▸ **SET EXERCISE 1**: Tally the lines in the entries that contain the string "stem", treating uppercase and lowercase as different. Reply with the number alone.

━━━━━━━━━━

It's sometimes good enough, but
it's quite a rough tool to analyze

performance.

So yes, such things are lacking.

And unfortunately, more and more
I come to the conclusion that

when I recommend TimescaleDB to
customers, it contradicts with

the idea they want to stay on managed
service.

Michael: Yeah.

Yeah.

Because they're down to a single
choice.

Yeah.

Nikolay: Yeah.

That being said, the Timescale
Cloud even offered me some bounty

if I convince someone to go to
them.

And this is great, like I love
loyalty programs, but I need to

be fair, some pieces, big pieces
are missing, unfortunately.

Michael: Yeah.

And again, Postgres, even without
Timescale, can be used for

good time series workloads up to
a certain point.

We're just talking about at very
high scale, where all the features

like compression, like continuous
aggregates, like automatic

partition.

Nikolay: Straight to the point.

Straight to the 0, by the way,
for time series, ClickHouse is

also still a good option and there
is also VictoriaMetrics,

right?

Michael: Yeah.

Well, and I learned just yesterday
about even Cloudberry have

incrementally updated materialized
views.

I need to look into it.

But that's quite cool.

And if you're like, maybe that
would be

Nikolay: what you think about this?

Wouldn't it be great to have in
Postgres something like update

materialize you where in you just
define the scope.

━━━━━━━━━━

▸ **SET EXERCISE 2**: Pick up the conversation about TimescaleDB and Postgres where it stops and continue it.

(Photo-based point labeling data)
━━━━━━━━━━

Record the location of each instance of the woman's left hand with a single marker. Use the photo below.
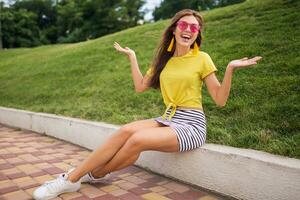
(244, 62)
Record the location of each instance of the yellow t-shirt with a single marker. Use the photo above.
(181, 79)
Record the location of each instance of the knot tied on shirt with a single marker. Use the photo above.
(172, 107)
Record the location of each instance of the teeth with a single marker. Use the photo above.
(186, 36)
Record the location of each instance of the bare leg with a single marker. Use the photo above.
(159, 139)
(106, 152)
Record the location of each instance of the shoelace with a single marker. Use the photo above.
(55, 184)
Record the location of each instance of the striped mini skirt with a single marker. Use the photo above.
(189, 126)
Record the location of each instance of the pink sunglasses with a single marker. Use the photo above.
(182, 25)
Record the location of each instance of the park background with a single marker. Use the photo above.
(86, 78)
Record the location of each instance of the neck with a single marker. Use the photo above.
(180, 51)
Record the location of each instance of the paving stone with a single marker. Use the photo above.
(28, 159)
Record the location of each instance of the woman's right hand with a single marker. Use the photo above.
(127, 51)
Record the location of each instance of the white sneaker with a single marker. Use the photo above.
(52, 189)
(89, 178)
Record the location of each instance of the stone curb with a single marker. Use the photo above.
(234, 172)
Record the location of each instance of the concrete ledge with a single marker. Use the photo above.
(239, 173)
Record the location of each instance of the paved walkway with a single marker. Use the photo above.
(28, 159)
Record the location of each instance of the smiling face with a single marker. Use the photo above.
(185, 35)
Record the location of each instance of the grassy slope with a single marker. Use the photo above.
(90, 80)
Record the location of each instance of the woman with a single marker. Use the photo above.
(179, 69)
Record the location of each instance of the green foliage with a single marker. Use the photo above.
(90, 80)
(68, 21)
(19, 28)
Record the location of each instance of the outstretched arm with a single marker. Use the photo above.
(140, 83)
(220, 92)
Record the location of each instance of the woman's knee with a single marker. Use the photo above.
(126, 130)
(136, 142)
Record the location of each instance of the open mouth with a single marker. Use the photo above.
(185, 37)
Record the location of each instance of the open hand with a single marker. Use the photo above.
(127, 51)
(244, 62)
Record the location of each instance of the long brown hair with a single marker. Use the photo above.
(162, 55)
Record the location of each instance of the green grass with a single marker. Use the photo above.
(90, 80)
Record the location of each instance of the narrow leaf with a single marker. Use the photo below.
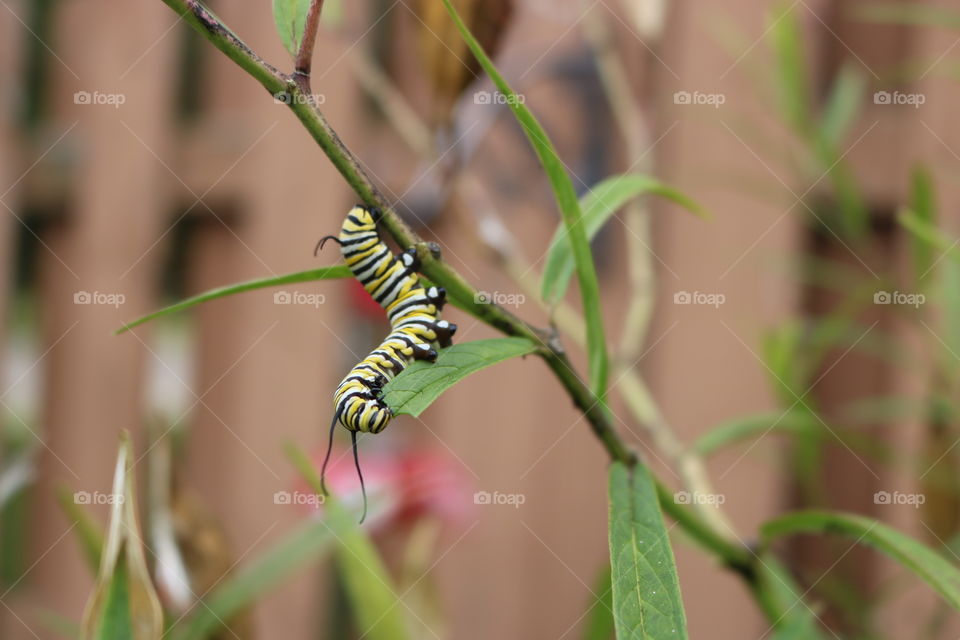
(926, 564)
(325, 273)
(602, 201)
(296, 552)
(89, 533)
(373, 598)
(794, 618)
(646, 592)
(421, 383)
(843, 103)
(791, 77)
(743, 428)
(290, 16)
(924, 210)
(124, 604)
(566, 198)
(930, 234)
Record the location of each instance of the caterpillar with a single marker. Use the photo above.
(415, 327)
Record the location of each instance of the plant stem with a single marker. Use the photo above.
(438, 271)
(432, 265)
(305, 52)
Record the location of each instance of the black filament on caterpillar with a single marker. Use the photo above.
(415, 328)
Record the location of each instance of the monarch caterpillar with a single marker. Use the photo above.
(415, 327)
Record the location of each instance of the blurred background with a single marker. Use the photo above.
(139, 166)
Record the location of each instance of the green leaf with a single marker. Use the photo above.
(790, 78)
(923, 210)
(324, 273)
(377, 607)
(296, 552)
(603, 200)
(842, 104)
(566, 198)
(781, 595)
(646, 592)
(599, 623)
(928, 233)
(925, 563)
(124, 604)
(742, 428)
(290, 16)
(421, 383)
(88, 531)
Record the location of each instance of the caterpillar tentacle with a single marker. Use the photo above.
(416, 331)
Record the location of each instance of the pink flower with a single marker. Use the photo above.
(402, 488)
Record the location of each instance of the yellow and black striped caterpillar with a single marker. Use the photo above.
(415, 326)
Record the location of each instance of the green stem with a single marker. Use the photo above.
(434, 268)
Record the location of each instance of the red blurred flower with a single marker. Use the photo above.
(402, 487)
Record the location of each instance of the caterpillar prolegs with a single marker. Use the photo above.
(415, 327)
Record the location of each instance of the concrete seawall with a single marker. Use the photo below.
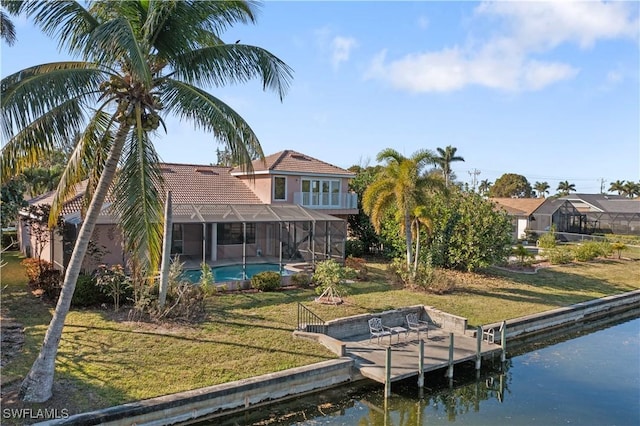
(254, 392)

━━━━━━━━━━

▸ **EXPECTED ANSWER 1**: 2

▸ **EXPECTED ANSWER 2**:
And also concurrently.

Michael: We should do a whole episode.

I think there are several projects
that have started to look

into incrementally updating materialized
views.

And I think they're more complicated
than I've ever.

Like, they're just, it's like 1
of those topics, the more you

learn about it, the harder you
realize it is.

Nikolay: Right now I'm in a position
where most, not everyone,

but most of our customers are on
managed Postgres, so it's really

hard for me to look at extensions
which are not available on

RDS, CloudSQL and others.

Michael: I understand, I'm just
thinking, like, I think it's

worth learning from the extensions
as to what would be needed

in core, like, how did, what did
they try, what was difficult

about that, what, and it's not
just extensions, right, there

are, there are whole companies
that have been built on the premise

of, is it called, is it Materialize?

Or like what

Nikolay: was the- Yeah, yeah, yeah.

I haven't heard for a few years
from them.

What's, like, I'm curious what's
happening there.

Lack of autonomous transactions
will be an issue,

Michael: right?

Yeah.

Nikolay: Or Q-like, Q-like tool
inside Postgres.

So asynchronously update will be
propagated through Q-like.

If everyone had PgQ like CloudSQL has, from Skype, developed

20 years ago.

In this case, implementing incrementally
asynchronously updated

materialized views would be easier.

Michael: Well, yeah, async and
sync is...

Anyway, this is an

Nikolay: interesting topic.

Yeah, yeah, yeah.

And we already basically we just
touched workloads, queue-like

workloads.

It's still hard.

Bloat is an issue, right?

We discussed it, I think.

Michael: I think, well, we've discussed
there are solutions,

right?

I actually think queues is 1 of
the ones that I was going to

fight you hardest on.

Like, I think there are ways to
do it badly within Postgres.

And again, at extreme scale, I
think it wouldn't be smart to

put it in, especially.

Nikolay: I don't agree.

Skype had extreme scale.

Michael: Yeah, well, yeah.

Okay.

Nikolay: 20 years ago, 1 billion
users was a target.

Michael: Good point.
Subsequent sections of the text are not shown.